--- SOURCE DOCUMENT ---
How Temperature Can Affect Medication Stability

It's recommended that most over-the-counter and prescription medications be stored at what's known as "controlled room temperature." That's about 77 degrees F, on average. Medications are manufactured under very strict specifications, and, whenever possible, these products are designed to remain stable at room temperature.

The active chemicals in any medication can change in molecular form when exposed to different temperatures, potentially resulting in decomposition of the medication. This decomposition can make medications less potent and may even result in new or different effects.

Recommended Medication Storage Temperature

Some medications are more stable than others. Most remain at their most stable if they are transported and stored at room temperature.

Many medicines can be maintained in temperatures as low as 52 degrees F, such as the liquid form of the antibiotic amoxicillin, or interferon beta, which is used for the treatment of multiple sclerosis. A few medications can even maintain their composition if they are frozen.

There are no medications that can be stored at temperatures above 86 degrees F, since hot temperatures tend to degrade most formulations.

For this reason, storage and transport of medications in tropical climates require extra care and attention.

Some medications that have to be stored at room temperature can tolerate what is known as "controlled excursions"—short periods to accommodate necessities such as shipping—at temperatures up to 86 degrees F.

Some examples of medication storage recommendations:

  • Lipitor (atorvastatin calcium) for treatment of high cholesterol: Room temperature
  • Toprol (metoprolol succinate) for treatment of hypertension and heart failure: Room temperature; between 59 degrees and 86 degrees F for excursions, if needed
  • Norvasc (amlodipine besylate) for treatment of high blood pressure: Room temperature
  • Synthroid (levothyroxine) for treatment of hypothyroidism: Room temperature; between 59 degrees and 86 degrees F for excursions, if needed
  • Veletri (epoprostenol) to treat pulmonary hypertension: Between 35.6 and 46.4 degrees F

Compounding Pharmacies

If you are getting your medication from a compounding pharmacy, your doctor has prescribed you a specific formulation that is not readily available. These medications are prepared individually for each person, not in high volume like most commercial drugs. Pharmacists must follow strict protocols. Often, especially with liquid or injectable compounds, these formulations require restrictive storage and transport temperatures, and may not last as long as most medications.

Factors That Alter the Temperature of Your Medications

There are a number of factors that can expose your medications to dangerously high temperatures.

  • Hot weather: If you don't have air conditioning (and keep it on 24/7 during hot spells), high outside temperatures can cause your home to become warm enough that medications "overheat." This is a particular concern during power outages.
--- RECORDED INFORMATION ---
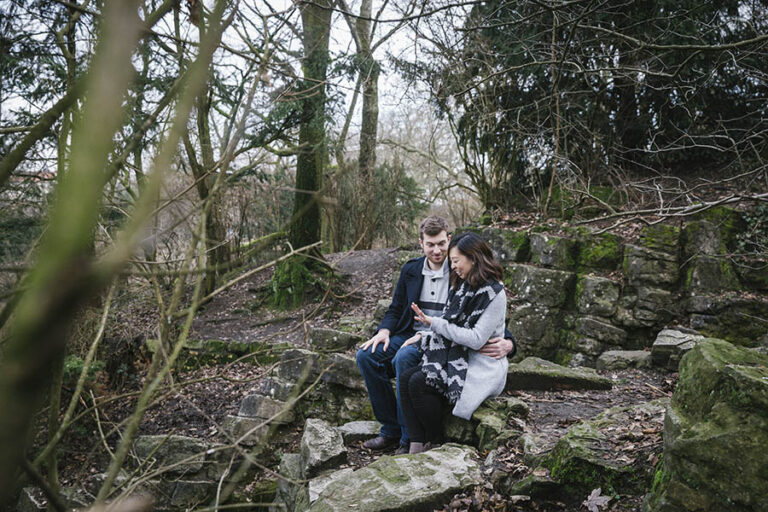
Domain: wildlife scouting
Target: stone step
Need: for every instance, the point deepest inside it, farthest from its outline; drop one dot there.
(540, 374)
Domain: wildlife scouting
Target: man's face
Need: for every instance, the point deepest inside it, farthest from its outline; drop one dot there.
(435, 248)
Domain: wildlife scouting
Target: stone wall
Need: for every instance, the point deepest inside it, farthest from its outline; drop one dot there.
(579, 294)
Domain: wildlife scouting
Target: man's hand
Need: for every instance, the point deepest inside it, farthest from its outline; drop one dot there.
(410, 341)
(497, 348)
(380, 337)
(420, 316)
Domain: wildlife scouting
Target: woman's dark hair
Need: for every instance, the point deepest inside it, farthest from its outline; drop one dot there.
(484, 269)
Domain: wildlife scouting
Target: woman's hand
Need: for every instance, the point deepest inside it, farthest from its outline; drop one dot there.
(420, 316)
(410, 341)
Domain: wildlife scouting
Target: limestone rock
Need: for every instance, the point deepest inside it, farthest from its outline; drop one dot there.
(336, 404)
(553, 251)
(661, 237)
(535, 373)
(180, 454)
(600, 252)
(536, 485)
(264, 407)
(190, 494)
(381, 307)
(322, 447)
(715, 433)
(355, 431)
(654, 305)
(508, 246)
(589, 455)
(32, 499)
(622, 359)
(643, 265)
(249, 431)
(730, 317)
(489, 425)
(292, 496)
(710, 274)
(670, 345)
(354, 324)
(331, 340)
(342, 369)
(299, 364)
(277, 388)
(601, 331)
(753, 273)
(536, 329)
(412, 482)
(707, 248)
(597, 296)
(318, 484)
(540, 286)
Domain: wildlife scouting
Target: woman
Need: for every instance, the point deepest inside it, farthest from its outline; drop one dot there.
(452, 371)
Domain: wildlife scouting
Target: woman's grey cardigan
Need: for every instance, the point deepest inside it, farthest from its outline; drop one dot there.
(486, 376)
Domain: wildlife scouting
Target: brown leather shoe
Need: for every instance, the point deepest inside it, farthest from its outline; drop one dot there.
(380, 443)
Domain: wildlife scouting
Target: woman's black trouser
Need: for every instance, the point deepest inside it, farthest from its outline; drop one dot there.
(423, 407)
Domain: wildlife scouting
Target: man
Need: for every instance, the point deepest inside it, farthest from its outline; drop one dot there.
(425, 281)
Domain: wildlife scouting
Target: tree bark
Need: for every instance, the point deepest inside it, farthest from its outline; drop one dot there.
(312, 158)
(366, 162)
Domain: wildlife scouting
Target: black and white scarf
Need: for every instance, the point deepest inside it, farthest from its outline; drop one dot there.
(444, 362)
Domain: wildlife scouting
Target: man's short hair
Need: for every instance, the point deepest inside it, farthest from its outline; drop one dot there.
(432, 225)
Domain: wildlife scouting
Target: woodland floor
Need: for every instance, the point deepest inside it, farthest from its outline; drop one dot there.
(198, 400)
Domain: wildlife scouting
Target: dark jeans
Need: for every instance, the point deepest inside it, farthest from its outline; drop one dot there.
(423, 407)
(377, 370)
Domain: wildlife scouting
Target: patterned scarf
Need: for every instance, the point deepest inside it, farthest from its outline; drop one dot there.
(444, 362)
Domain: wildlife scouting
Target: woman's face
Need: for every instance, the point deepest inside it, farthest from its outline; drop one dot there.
(459, 262)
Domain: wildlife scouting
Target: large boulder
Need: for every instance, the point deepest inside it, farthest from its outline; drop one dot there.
(535, 373)
(411, 482)
(715, 433)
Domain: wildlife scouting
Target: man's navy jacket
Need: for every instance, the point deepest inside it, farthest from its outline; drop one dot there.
(399, 317)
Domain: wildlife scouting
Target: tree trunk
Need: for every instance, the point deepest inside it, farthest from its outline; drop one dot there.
(312, 158)
(369, 71)
(217, 250)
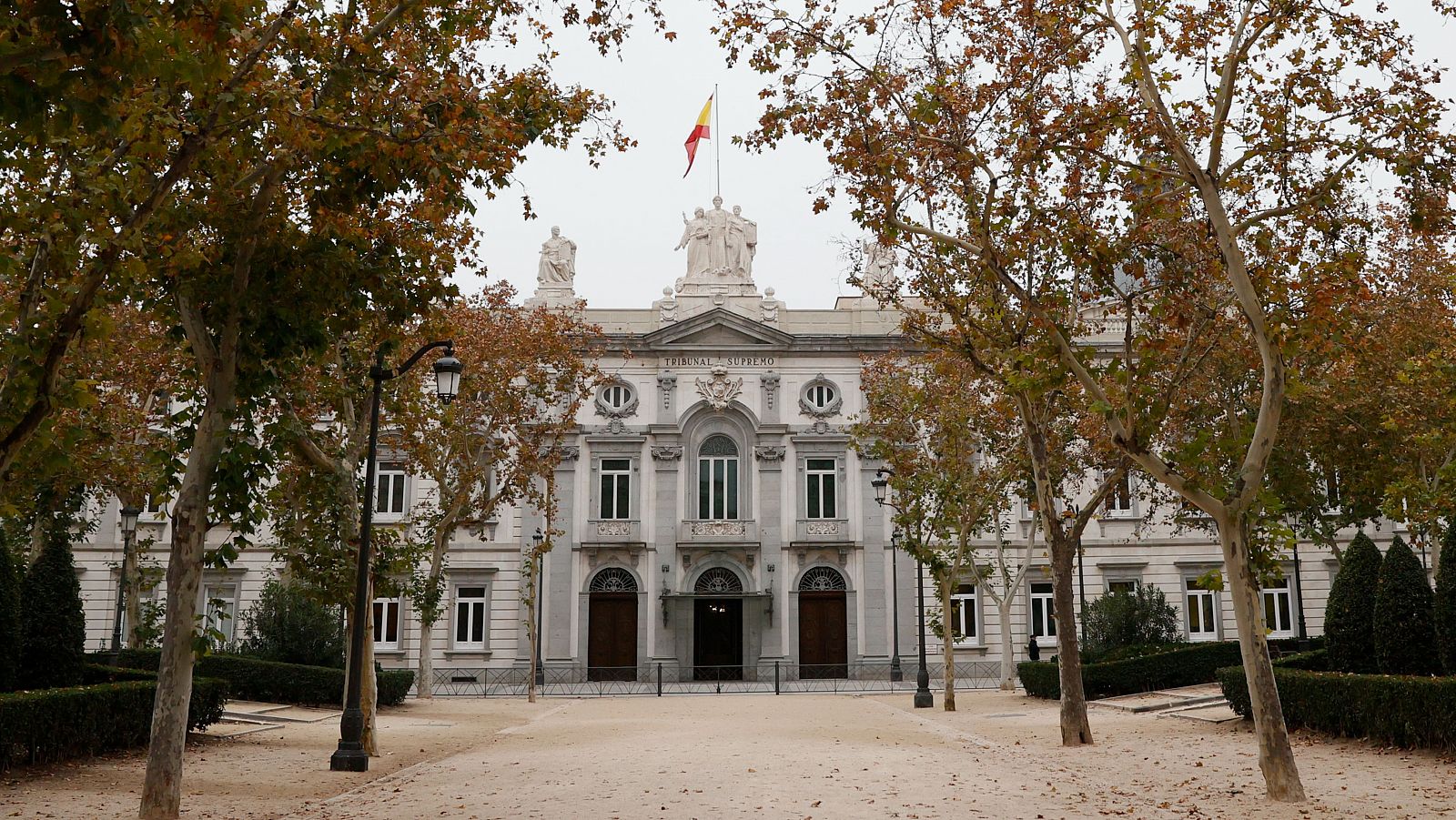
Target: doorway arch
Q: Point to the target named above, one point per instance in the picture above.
(823, 623)
(612, 625)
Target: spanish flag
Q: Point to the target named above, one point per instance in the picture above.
(701, 131)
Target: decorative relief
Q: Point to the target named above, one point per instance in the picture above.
(720, 390)
(771, 388)
(718, 529)
(667, 451)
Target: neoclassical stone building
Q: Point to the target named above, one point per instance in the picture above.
(717, 517)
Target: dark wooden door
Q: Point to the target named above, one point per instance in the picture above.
(718, 640)
(823, 635)
(612, 637)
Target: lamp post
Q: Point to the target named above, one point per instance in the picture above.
(541, 567)
(128, 531)
(349, 756)
(924, 698)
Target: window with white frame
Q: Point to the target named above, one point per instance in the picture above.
(616, 488)
(386, 625)
(718, 480)
(819, 473)
(470, 616)
(389, 495)
(1279, 609)
(1043, 612)
(1201, 609)
(1120, 501)
(220, 604)
(965, 616)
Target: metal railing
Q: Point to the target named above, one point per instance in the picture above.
(774, 677)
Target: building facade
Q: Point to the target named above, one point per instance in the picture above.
(717, 519)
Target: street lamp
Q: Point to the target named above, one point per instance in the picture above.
(922, 692)
(541, 565)
(349, 756)
(128, 531)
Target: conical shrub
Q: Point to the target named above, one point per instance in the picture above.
(53, 625)
(1350, 609)
(1446, 599)
(1404, 623)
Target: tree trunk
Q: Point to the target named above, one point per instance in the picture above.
(1008, 645)
(1075, 727)
(948, 640)
(162, 790)
(1276, 756)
---
■ **EXERCISE SET**
A – Answer these questions from the article on medication temperature, one line per answer, marked (i), (ii), (iii) to match the questions.
(i) About what average temperature does the article give for "controlled room temperature"?
(ii) What condition is Veletri (epoprostenol) used to treat, and within what temperature range should it be stored?
(iii) Which kinds of compounding-pharmacy formulations does the article say often require restrictive storage and transport temperatures?
B – Continue the article on medication temperature, starting after its last sentence.

■ **LIST OF ANSWERS**
A –
(i) About 77 degrees F.
(ii) Pulmonary hypertension; between 35.6 and 46.4 degrees F.
(iii) Liquid or injectable compounds.

B –
  • Car: Storing your medicine in your car for an extended period of time can expose it to high heat.
  • Travel: Your medication may sit in your luggage on a hot tarmac or in non-air conditioned luggage handling areas.
  • Pharmacy: If your pharmacy loses power for an extended period of time before you picked up your prescription, you may be unaware of the problem.
  • Delivery: If you get your medicines from a mail-order pharmacy, they could be delivered in a non-temperature regulated truck or may sit in your mailbox for an extended period of time.
how to protect your medication
Illustration by Emily Roberts, Verywell 

How to Protect Your Medication

You can take some steps to prevent heat-related degradation of your medications.

  • Check the storage information for any medications you take so that you are aware of the temperature recommendations.
  • Carry medications on the airplane with you, instead of storing them in your checked luggage. Your security and customs check-in will be more efficient if you travel with your medicines in their original containers with pharmacy labels.
  • Do not store medications in your car or trunk for extended periods. Take them with you when you leave your car.
  • Ask your pharmacy if they have an emergency generator to maintain temperature control for refrigerated medications.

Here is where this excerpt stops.